Task description: Below are the lines to check; count those holding the string "ceiling" and give only the number.

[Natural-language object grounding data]
━━━━━━━━━━━━━━━━━━━━
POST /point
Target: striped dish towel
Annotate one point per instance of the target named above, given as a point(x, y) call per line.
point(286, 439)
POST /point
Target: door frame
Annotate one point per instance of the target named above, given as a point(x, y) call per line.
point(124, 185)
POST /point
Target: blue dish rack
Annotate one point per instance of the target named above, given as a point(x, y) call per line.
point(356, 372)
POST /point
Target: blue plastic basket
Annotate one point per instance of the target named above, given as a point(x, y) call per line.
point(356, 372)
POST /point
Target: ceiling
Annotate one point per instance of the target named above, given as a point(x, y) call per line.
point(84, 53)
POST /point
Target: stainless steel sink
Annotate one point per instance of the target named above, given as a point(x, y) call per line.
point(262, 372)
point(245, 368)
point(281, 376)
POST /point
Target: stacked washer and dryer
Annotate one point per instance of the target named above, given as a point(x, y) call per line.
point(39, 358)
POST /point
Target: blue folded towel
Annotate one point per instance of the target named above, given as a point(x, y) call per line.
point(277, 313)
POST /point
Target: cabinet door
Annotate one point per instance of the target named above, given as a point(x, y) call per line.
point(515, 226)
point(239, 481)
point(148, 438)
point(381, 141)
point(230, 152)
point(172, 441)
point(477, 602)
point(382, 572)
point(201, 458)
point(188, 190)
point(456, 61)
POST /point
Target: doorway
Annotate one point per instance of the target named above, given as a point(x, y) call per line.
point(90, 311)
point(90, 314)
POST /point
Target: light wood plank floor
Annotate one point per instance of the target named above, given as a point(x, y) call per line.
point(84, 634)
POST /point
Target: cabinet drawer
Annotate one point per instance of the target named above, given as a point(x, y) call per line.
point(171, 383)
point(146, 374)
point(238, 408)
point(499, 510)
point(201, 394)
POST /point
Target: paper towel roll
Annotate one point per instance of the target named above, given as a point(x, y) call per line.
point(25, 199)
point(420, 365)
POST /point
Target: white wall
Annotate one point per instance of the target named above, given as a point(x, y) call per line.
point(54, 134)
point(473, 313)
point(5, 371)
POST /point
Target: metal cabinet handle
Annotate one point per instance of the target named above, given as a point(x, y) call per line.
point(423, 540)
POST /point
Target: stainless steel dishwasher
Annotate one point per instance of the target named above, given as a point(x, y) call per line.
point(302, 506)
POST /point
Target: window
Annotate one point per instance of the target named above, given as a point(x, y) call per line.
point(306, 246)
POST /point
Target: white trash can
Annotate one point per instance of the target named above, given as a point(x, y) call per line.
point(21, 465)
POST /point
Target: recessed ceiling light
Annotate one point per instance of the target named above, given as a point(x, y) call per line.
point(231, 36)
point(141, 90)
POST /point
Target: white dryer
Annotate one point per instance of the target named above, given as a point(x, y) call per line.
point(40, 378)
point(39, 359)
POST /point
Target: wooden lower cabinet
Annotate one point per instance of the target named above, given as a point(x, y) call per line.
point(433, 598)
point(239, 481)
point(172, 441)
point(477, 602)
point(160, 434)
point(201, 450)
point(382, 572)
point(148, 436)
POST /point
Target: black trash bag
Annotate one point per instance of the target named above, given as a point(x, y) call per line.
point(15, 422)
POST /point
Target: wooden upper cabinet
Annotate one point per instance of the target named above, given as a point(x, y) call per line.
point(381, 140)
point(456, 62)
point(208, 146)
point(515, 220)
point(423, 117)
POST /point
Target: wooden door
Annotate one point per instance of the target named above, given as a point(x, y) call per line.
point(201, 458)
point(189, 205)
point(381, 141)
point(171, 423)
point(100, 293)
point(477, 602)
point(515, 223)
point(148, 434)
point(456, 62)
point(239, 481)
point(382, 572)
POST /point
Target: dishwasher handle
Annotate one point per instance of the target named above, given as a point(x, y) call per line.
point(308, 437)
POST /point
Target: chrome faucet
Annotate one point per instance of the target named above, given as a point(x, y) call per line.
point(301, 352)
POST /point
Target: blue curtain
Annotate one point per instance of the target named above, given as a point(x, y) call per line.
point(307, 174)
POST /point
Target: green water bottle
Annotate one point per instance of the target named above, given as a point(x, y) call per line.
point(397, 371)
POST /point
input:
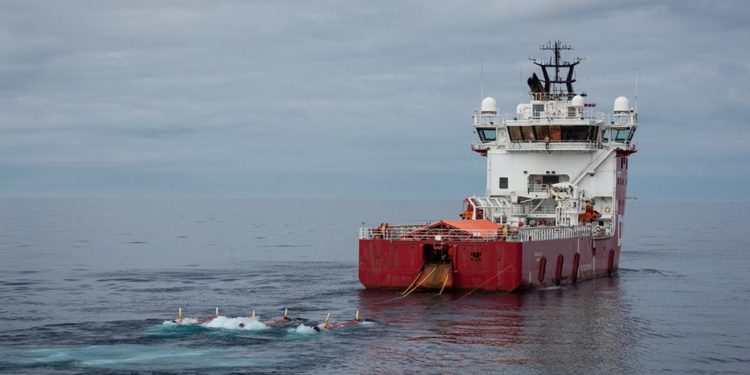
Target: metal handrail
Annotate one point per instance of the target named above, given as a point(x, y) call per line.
point(424, 233)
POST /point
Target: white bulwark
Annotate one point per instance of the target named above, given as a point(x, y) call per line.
point(554, 155)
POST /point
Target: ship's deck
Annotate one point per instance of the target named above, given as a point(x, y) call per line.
point(484, 233)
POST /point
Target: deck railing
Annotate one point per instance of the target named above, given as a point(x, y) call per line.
point(424, 233)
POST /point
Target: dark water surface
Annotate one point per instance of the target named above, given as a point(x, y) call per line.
point(85, 286)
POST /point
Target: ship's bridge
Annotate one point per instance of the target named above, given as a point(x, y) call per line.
point(553, 125)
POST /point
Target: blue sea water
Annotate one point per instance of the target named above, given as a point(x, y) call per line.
point(87, 284)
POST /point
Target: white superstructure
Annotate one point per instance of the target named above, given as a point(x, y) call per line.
point(553, 154)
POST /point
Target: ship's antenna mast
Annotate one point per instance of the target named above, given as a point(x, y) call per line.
point(636, 90)
point(481, 78)
point(552, 84)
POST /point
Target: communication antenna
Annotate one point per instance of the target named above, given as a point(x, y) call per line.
point(520, 85)
point(636, 90)
point(481, 78)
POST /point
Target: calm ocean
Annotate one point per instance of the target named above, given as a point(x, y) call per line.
point(86, 285)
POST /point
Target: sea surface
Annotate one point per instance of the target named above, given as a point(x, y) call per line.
point(91, 285)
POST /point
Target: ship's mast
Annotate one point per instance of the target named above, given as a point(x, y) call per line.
point(553, 86)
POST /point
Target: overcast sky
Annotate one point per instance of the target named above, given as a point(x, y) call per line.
point(347, 98)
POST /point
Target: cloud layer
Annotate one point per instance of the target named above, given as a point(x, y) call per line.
point(353, 99)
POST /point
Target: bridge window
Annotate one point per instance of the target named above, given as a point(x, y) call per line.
point(555, 133)
point(487, 135)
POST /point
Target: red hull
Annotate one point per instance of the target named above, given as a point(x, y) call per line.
point(490, 266)
point(498, 265)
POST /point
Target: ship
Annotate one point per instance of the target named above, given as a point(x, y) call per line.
point(557, 175)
━━━━━━━━━━━━━━━━━━━━
Task result: 2